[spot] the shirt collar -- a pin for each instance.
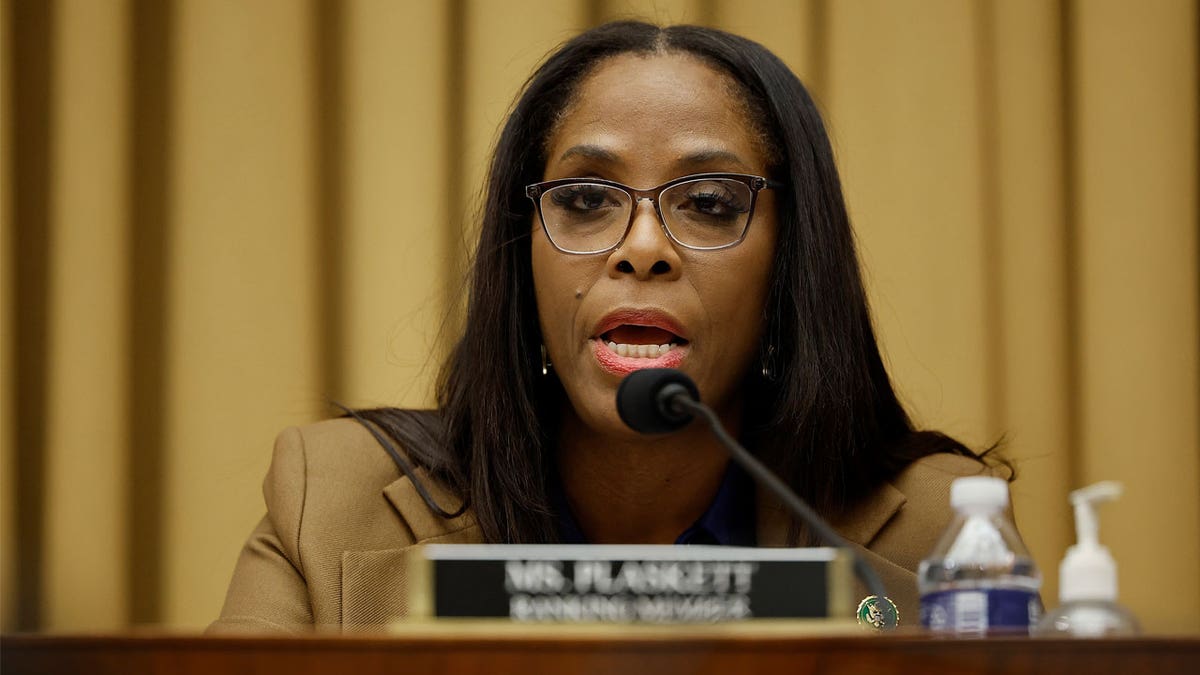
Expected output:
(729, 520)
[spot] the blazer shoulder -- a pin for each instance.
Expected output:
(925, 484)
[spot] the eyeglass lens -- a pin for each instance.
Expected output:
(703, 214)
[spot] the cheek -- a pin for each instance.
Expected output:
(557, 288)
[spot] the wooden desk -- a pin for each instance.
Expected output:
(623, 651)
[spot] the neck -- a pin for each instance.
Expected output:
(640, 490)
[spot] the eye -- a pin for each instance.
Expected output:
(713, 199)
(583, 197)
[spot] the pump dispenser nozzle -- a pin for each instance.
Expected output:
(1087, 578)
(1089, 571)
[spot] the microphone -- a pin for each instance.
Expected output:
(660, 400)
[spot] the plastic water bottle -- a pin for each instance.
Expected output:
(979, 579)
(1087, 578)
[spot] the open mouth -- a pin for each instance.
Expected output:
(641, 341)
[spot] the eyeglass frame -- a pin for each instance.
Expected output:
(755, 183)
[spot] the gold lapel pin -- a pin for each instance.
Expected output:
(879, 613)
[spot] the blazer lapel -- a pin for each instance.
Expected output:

...

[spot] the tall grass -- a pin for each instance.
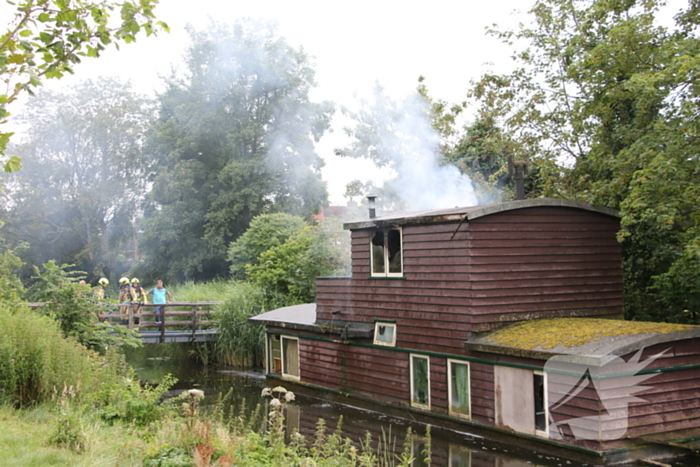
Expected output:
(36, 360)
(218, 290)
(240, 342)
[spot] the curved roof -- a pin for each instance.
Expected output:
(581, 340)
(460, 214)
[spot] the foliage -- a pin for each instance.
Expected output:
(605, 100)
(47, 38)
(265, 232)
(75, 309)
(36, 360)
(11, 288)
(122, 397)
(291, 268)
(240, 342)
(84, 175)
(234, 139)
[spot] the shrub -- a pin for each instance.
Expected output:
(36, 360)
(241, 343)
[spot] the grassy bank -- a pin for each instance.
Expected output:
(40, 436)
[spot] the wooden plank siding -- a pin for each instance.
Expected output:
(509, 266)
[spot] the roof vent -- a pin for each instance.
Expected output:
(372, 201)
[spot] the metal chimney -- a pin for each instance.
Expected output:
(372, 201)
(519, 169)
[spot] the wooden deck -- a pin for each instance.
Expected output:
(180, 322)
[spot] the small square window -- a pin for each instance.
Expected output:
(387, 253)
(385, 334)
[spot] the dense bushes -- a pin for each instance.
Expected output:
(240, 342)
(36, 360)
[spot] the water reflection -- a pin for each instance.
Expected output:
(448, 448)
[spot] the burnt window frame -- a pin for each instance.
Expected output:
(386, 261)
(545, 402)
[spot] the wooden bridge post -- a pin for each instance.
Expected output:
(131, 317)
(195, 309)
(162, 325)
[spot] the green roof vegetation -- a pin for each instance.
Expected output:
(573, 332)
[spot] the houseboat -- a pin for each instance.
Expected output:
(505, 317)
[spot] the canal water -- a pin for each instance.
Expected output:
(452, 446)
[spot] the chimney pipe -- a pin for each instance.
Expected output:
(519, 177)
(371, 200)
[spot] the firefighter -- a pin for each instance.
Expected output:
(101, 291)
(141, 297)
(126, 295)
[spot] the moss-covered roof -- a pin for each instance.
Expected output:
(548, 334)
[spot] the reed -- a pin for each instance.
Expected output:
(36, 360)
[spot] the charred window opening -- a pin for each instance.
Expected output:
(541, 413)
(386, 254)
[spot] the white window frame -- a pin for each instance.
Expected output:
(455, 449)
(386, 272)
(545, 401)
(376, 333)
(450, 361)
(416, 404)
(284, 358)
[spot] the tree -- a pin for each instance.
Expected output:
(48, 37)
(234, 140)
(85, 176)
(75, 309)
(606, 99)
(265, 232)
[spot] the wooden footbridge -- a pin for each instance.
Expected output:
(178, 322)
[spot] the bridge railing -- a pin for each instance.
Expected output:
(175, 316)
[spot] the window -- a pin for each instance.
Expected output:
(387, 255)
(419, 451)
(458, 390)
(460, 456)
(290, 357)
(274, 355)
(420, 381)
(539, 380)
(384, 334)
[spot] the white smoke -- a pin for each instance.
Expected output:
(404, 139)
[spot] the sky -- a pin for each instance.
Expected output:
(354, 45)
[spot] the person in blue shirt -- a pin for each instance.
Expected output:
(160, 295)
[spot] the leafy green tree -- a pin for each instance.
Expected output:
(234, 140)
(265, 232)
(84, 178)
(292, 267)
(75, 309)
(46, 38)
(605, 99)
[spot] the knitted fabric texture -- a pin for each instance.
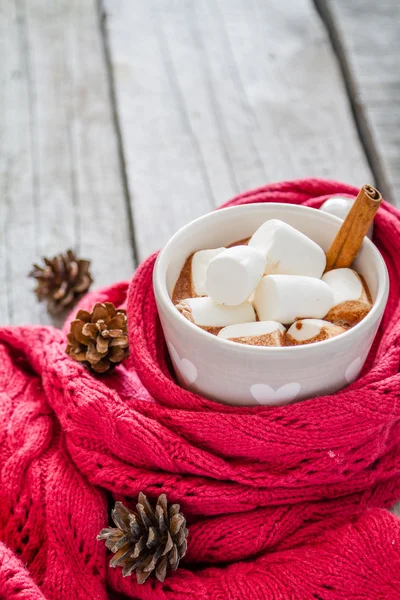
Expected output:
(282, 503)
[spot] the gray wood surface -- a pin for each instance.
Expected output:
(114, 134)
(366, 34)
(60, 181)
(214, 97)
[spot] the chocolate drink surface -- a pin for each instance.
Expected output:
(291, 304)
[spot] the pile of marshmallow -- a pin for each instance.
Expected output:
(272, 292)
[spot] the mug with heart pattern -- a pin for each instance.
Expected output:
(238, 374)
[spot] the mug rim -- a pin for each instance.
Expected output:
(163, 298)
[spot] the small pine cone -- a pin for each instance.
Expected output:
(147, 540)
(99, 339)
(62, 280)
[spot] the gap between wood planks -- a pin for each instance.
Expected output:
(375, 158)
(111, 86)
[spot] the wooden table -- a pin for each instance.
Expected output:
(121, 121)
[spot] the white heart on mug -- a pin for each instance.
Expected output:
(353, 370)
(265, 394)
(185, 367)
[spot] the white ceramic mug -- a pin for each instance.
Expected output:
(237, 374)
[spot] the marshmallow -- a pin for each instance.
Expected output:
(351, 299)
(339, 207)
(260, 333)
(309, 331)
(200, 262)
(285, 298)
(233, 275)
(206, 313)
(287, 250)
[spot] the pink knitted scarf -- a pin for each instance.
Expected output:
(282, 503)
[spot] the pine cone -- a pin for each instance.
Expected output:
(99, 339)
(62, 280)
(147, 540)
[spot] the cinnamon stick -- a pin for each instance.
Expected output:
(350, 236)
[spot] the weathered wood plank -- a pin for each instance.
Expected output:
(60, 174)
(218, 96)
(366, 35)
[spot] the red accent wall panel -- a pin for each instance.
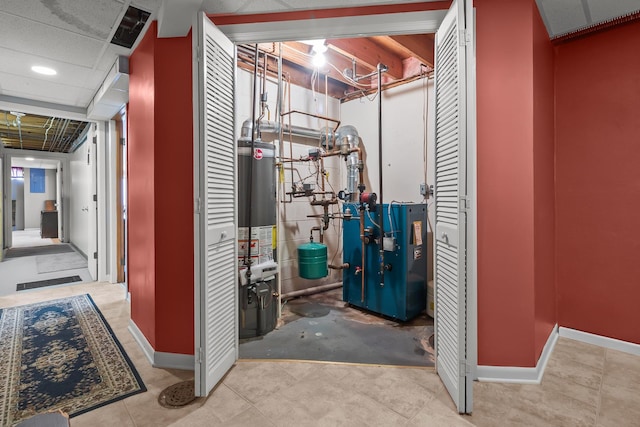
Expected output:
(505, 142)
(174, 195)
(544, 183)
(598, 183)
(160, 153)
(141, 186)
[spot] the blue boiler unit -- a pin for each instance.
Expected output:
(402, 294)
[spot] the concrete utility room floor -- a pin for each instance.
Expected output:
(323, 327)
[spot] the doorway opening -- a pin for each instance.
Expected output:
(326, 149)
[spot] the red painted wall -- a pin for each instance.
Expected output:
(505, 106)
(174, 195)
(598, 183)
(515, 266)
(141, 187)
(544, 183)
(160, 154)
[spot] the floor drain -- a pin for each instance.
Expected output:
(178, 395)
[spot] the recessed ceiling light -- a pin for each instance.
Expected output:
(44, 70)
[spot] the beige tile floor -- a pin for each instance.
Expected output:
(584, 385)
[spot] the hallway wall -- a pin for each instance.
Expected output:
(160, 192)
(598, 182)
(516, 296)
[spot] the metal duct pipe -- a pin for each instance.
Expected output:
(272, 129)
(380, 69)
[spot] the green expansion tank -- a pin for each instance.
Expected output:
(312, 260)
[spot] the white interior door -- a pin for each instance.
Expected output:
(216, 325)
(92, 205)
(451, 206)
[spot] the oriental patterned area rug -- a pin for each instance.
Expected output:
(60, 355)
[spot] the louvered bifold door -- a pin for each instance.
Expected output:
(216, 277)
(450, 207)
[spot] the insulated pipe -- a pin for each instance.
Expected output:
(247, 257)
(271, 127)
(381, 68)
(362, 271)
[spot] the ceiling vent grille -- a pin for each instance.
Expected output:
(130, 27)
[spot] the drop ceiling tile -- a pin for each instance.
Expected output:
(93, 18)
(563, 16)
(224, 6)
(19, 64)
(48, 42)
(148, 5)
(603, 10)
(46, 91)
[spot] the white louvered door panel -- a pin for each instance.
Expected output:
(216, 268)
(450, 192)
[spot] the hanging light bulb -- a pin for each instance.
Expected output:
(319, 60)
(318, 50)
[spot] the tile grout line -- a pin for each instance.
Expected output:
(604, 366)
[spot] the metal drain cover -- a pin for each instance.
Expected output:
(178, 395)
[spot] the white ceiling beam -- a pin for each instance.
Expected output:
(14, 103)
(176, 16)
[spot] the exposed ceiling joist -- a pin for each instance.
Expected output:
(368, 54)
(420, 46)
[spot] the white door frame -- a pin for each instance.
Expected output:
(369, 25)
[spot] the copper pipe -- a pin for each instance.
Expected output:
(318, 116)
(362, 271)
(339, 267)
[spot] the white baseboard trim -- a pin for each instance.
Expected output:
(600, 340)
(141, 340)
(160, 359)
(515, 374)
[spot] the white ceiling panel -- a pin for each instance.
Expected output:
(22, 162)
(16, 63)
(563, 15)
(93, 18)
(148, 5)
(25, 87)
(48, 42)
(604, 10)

**WORK TO COMPLETE**
Return each line of the listing above that contains the word "ceiling".

**SOLUTION**
[spot] the recessed ceiling light -- a pin for each instance.
[spot] the ceiling vent grille -- a pin for each instance.
[spot] the drop ceiling tile -- a pin for each instance.
[spot] the white ceiling beam -- a pin for each instance.
[spot] the exposed ceiling joist -- a pin for each instance.
[spot] the white ceiling panel -- a pin for each instance.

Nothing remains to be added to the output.